> **Written request 1**
Translate this sentence from the mesa structure excerpt into Spanish: "The mesa means a step formed by partially removing one or more semiconductor layers."

> **Excerpt provided**
---*---

Mesa structure 30 includes two or more steps of mesas. The mesa means a step formed by partially removing one or more semiconductor layers. The mesa is a part of a surface of a semiconductor layer and has at least a side wall inclined or perpendicular to a main surface of the semiconductor layer. In the present exemplary embodiment, the mesa further includes an upper surface connected to an upper end of the side wall and a bottom surface connected to a lower end of the side wall. For example, the upper surface and the bottom surface of the mesa are each a plane parallel to the main surface of the substrate. The upper surface of the mesa is located on a bottom surface of a mesa located one step up. In other words, the bottom surface of the mesa is located on an upper surface of a mesa located one step down. The order of a mesa is represented by a numerical value counted from above. That is, a mesa having a larger ordinal number is closer to substrate 20 than a mesa having a smaller ordinal number.

---*---

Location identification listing
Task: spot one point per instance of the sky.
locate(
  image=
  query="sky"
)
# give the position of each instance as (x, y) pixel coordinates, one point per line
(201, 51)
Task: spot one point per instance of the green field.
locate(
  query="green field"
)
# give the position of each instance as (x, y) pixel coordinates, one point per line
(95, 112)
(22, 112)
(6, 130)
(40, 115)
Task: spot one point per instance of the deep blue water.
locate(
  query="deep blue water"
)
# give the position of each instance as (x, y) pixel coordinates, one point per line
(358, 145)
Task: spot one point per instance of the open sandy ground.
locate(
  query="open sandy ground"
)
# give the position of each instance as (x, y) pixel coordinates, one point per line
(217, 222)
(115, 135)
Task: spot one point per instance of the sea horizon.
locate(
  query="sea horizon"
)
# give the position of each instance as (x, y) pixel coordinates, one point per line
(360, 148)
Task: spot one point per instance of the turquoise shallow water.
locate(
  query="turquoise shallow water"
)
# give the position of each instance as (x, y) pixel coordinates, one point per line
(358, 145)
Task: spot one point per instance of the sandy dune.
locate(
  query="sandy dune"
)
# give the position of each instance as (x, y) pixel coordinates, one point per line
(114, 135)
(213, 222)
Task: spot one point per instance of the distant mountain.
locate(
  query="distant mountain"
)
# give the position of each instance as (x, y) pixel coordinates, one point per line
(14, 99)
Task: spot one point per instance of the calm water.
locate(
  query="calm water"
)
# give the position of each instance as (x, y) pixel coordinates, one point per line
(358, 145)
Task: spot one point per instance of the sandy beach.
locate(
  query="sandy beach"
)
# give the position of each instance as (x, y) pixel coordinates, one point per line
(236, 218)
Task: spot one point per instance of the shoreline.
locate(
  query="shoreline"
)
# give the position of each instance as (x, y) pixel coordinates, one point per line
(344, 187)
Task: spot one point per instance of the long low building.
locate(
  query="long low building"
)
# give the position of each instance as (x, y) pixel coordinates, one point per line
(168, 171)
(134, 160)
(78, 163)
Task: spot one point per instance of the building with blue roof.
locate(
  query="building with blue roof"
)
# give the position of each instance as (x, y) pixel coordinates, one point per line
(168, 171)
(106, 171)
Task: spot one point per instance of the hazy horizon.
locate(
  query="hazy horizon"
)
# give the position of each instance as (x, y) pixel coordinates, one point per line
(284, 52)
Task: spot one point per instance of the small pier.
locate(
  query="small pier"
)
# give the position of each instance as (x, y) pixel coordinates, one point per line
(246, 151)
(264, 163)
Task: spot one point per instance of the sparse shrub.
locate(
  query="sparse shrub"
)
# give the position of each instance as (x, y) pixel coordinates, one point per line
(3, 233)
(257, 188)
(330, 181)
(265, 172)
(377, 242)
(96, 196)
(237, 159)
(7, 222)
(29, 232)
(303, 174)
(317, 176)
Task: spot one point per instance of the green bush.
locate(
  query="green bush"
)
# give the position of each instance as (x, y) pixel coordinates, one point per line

---*---

> **Written request 2**
How many lines in the listing contain the word "green"? Give only the number.

> **Finished answer 1**
Por mesa se entiende un escalón formado mediante la eliminación parcial de una o más capas semiconductoras.

> **Finished answer 2**
4